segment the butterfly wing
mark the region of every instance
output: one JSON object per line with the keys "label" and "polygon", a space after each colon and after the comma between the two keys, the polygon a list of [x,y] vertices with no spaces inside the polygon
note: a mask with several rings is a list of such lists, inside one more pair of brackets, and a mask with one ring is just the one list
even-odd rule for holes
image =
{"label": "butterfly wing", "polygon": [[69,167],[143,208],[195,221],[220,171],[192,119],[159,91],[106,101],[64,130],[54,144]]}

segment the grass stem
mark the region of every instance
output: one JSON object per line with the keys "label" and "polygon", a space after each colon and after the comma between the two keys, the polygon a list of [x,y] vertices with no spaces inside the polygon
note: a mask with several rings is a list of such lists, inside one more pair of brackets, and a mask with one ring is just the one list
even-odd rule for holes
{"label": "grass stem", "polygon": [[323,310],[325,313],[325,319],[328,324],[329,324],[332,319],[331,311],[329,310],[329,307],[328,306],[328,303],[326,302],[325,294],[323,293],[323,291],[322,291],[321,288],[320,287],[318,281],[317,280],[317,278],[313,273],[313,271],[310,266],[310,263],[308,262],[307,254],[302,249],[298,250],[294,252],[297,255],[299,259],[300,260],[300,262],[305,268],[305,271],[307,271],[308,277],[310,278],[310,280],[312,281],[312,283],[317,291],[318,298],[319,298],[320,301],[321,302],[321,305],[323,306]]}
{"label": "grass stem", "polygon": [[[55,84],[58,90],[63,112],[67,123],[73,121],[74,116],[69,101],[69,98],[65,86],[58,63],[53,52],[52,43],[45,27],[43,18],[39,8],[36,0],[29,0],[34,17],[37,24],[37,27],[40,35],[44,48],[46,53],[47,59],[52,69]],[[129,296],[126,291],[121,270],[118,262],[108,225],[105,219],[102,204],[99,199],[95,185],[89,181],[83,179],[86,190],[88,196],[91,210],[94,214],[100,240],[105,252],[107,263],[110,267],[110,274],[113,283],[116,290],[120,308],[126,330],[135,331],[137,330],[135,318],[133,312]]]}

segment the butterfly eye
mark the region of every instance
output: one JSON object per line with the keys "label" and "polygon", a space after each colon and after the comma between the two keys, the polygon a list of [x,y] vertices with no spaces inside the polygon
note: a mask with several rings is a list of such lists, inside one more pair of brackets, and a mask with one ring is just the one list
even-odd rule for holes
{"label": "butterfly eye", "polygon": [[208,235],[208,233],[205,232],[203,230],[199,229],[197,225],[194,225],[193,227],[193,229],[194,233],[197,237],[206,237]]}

§ **TASK DESCRIPTION**
Copy all of the listing above word for word, line by line, without changing anything.

§ **SOLUTION TO THE PROBLEM**
segment the butterfly wing
mark the region of every instance
output: one JSON object per line with the keys "label" and "polygon", a space after each colon and after the comma between the two keys, the polygon a list of [x,y] vertices with no spaces inside the polygon
note: a mask with several rings is a list of such lists, inside one more pair of brackets, and a mask with one ring is just the one list
even-odd rule for holes
image =
{"label": "butterfly wing", "polygon": [[69,167],[143,208],[195,221],[220,171],[192,119],[159,91],[106,101],[64,130],[54,144]]}

segment the grass stem
mark the region of every instance
output: one JSON object per line with the keys "label" and "polygon", a space after each colon and after the comma between the two keys, the polygon a list of [x,y] vertices with no spaces inside the polygon
note: a mask with several rings is a list of such lists, inside one more pair of brackets, and a mask with one ring is just the one list
even-odd rule for holes
{"label": "grass stem", "polygon": [[323,310],[325,313],[325,319],[328,324],[329,324],[332,319],[331,311],[329,310],[329,307],[328,306],[328,303],[326,302],[325,294],[323,293],[323,291],[322,291],[321,288],[320,287],[318,281],[317,280],[317,278],[313,273],[313,271],[310,266],[310,263],[308,262],[307,254],[302,249],[298,250],[294,252],[297,255],[299,259],[300,260],[300,262],[305,268],[305,271],[307,271],[308,277],[310,278],[310,280],[312,281],[312,283],[317,291],[318,298],[319,298],[320,301],[321,302],[321,305],[323,306]]}
{"label": "grass stem", "polygon": [[[55,84],[58,90],[63,112],[67,123],[73,121],[74,116],[69,101],[69,98],[65,86],[58,63],[53,52],[52,43],[45,27],[43,18],[39,8],[36,0],[29,0],[34,17],[37,24],[37,27],[40,35],[44,48],[46,53],[47,59],[52,69]],[[129,296],[126,291],[121,270],[118,262],[108,225],[105,219],[102,204],[99,199],[95,185],[89,181],[83,179],[86,190],[88,196],[91,210],[94,214],[100,240],[105,252],[107,263],[110,267],[110,274],[113,283],[116,290],[120,308],[126,330],[135,331],[137,330],[135,318],[133,312]]]}

segment the butterfly eye
mark the region of every instance
output: one JSON object per line with the keys "label" and "polygon", a space after each colon and after the comma between the two keys, the polygon a list of [x,y] vertices with no spaces inside the polygon
note: a mask with several rings is a list of such lists, inside one more pair of brackets, and a mask with one ring is just the one list
even-odd rule for holes
{"label": "butterfly eye", "polygon": [[208,235],[208,233],[205,232],[203,230],[199,229],[197,225],[194,225],[193,227],[193,229],[194,233],[197,237],[206,237]]}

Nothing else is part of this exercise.